Remix.run Logo
dend 6 hours ago

One of the MCP Core Maintainers here, so take this with a boulder of salt if you're skeptical of my biases.

The debate around "MCP vs. CLI" is somewhat pointless to me personally. Use whatever gets the job done. MCP is much more than just tool calling - it also happens to provide a set of consistent rails for an agent to follow. Besides, we as developers often forget that the things we build are also consumed by non-technical folks - I have no desire to teach my parents to install random CLIs to get things done instead of plugging a URI to a hosted MCP server with a well-defined impact radius. The entire security posture of "Install this CLI with access to everything on your box" terrifies me.

The context window argument is also an agent harness challenge more than anything else - modern MCP clients do smart tool search that obviates the entire "I am sending the full list of tools back and forth" mode of operation. At this point it's just a trope that is repeated from blog post to blog post. This blog post too alludes to this and talks about the need for infrastructure to make it work, but it just isn't the case. It's a pattern that's being adopted broadly as we speak.

amzil 37 minutes ago | parent | next [-]

The post isn't MCP vs CLI. It covers where MCP wins.

> The entire security posture of "Install this CLI with access to everything on your box" terrifies me This is fair for hosted MCPs, However I'm not claiming the CLI is universally more secure. users needs to know what they're doing.

Honestly though, after 20 years of this, the whole thread is debating the wrong layer. A well-designed API works through CLI, MCP, whatever. A bad one won't be saved by typed schemas.

> At this point it's just a trope that is repeated from blog post to blog post

Well, "Use whatever gets the job done" and "it's just a trope" can't both be true. If the CLI gets the job done for some use cases, it's not a trope. It's an option. And I'd argue what's happening is the opposite of a trope. Nobody's hyping CLIs because they're exciting. There's no protocol foundation, no spec committee, no ecosystem to sell into. CLIs are 40-year-old boring technology. When multiple teams independently reach for the boring tool, that's a signal, not a meme.

**Records**
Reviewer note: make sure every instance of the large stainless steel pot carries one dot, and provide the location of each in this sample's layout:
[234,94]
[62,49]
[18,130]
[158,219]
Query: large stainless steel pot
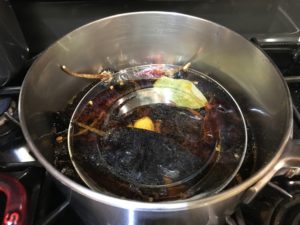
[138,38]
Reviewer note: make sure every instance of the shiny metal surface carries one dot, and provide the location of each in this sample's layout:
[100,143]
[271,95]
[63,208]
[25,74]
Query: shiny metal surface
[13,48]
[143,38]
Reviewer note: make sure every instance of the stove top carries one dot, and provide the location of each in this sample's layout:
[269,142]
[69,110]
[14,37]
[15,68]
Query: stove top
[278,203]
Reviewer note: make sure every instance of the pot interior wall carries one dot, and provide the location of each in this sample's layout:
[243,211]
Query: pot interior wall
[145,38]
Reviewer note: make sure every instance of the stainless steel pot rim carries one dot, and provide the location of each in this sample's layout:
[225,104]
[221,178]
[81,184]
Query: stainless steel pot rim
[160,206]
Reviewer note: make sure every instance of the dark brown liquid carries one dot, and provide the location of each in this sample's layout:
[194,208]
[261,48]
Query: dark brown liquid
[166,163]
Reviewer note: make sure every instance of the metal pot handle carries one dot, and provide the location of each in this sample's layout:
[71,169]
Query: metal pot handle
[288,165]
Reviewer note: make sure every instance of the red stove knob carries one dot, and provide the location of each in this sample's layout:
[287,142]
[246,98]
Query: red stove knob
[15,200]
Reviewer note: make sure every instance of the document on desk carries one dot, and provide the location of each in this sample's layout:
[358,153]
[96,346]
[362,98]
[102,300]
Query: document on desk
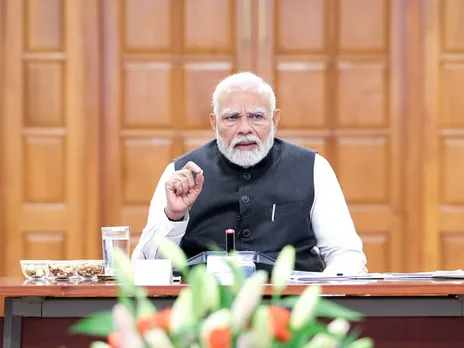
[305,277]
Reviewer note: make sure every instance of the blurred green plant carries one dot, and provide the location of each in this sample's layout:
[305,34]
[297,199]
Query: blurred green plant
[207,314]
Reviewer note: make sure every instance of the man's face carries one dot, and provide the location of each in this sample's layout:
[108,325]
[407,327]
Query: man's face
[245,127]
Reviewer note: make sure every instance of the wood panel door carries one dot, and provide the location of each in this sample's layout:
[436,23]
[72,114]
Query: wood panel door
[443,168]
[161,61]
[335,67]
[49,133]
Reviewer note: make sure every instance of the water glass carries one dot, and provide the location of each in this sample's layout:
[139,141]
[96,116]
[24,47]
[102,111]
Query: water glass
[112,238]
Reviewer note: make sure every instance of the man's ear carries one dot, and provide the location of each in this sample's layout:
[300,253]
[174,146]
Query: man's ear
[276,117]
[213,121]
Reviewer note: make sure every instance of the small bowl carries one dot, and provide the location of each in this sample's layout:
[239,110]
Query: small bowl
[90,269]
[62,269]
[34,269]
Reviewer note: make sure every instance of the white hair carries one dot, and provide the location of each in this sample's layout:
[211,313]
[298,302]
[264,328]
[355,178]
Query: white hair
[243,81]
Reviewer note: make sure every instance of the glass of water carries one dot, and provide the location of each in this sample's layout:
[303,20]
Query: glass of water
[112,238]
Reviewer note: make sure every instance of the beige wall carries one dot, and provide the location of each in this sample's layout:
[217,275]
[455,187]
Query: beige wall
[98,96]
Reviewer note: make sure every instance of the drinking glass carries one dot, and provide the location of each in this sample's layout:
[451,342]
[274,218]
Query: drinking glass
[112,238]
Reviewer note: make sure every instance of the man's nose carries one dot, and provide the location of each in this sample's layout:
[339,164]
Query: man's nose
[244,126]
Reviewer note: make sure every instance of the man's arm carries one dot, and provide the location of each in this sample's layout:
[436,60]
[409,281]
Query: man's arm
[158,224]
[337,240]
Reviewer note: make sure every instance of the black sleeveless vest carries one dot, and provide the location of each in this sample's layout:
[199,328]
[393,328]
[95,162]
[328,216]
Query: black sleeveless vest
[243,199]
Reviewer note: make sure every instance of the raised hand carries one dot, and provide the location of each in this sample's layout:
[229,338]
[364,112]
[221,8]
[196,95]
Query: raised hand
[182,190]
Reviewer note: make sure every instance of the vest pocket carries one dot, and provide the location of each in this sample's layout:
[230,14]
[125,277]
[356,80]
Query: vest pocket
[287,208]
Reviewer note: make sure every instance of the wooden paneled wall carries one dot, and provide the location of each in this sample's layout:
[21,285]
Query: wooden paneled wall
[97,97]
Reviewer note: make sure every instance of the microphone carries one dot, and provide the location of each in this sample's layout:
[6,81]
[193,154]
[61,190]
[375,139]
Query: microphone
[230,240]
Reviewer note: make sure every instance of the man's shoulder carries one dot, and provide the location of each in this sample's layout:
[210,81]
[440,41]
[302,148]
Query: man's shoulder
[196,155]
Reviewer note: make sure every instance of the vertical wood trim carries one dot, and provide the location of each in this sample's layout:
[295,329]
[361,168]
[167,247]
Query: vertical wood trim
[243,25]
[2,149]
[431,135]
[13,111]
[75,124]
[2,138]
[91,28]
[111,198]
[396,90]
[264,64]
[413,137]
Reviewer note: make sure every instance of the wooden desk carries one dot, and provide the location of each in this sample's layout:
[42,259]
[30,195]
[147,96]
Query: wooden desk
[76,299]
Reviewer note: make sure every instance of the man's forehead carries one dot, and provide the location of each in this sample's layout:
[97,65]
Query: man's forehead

**Task A**
From the MCP-versus-CLI comment thread, reproduce word for word the part that opens with the words containing "amzil 37 minutes" and closes with "what they're doing.".
**Task B**
Pick up the MCP-versus-CLI comment thread after its final sentence and continue it.

**Task result A**
amzil 37 minutes ago | parent | next [-]

The post isn't MCP vs CLI. It covers where MCP wins.

> The entire security posture of "Install this CLI with access to everything on your box" terrifies me This is fair for hosted MCPs, However I'm not claiming the CLI is universally more secure. users needs to know what they're doing.

**Task result B**
> This blog post too alludes to this and talks about the need for infrastructure to make it work

When tool search is baked into Claude Code, that's Anthropic building and maintaining the infrastructure for you. The search index, ranking, retrieval pipeline, caching. It didn't disappear. It moved.

And it only works in clients that support it. Try using tool search from a custom Python agent, a bash script, or a CI/CD pipeline. You're back to loading everything.

A CLI doesn't need the client to do anything special. `--help` works everywhere. That's the difference between infrastructure that's been abstracted away for some users and infrastructure that's genuinely not needed.

o_____________o 5 hours ago | parent | prev [-]

> modern MCP clients do smart tool search that obviates the entire "I am sending the full list of tools back and forth" mode of operation

How, "Dynamic Tool Discovery"? Has this been codified anywhere? I've only see somewhat hacky implementations of this idea

https://github.com/modelcontextprotocol/modelcontextprotocol...

Or are you talking about the pressure being on the client/harnesses as in,

https://platform.claude.com/docs/en/agents-and-tools/tool-us...

dend 4 hours ago | parent [-]

More of the latter than the former. The protocol itself is constrained to a set of well-defined primitives, but clients can do a bunch of pre-processing before invoking any of them.